*Supplied material*.
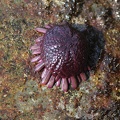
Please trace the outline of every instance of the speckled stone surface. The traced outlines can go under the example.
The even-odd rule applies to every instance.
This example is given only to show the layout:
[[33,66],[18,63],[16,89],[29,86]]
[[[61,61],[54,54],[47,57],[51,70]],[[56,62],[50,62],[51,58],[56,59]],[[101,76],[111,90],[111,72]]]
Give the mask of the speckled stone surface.
[[[119,120],[118,0],[1,0],[0,120]],[[105,37],[105,49],[77,90],[40,86],[30,63],[34,30],[49,23],[86,22]]]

*What the exercise asks*. Copy every row above word for word, leaving out the pictures.

*Answer to the exercise*.
Please trace the outline of every instance of the speckled stone surface. The traced outlines can go under the example.
The even-odd rule applies to every instance.
This example is given only to show the layout:
[[33,66],[18,63],[16,89],[29,86]]
[[[61,61],[54,54],[47,57],[51,70]],[[56,62],[50,62],[51,58],[56,59]],[[101,76],[111,90],[111,72]]]
Give the mask of the speckled stone surface.
[[[119,120],[118,0],[1,0],[0,120]],[[105,37],[105,49],[77,90],[40,86],[30,63],[34,30],[49,23],[86,22]]]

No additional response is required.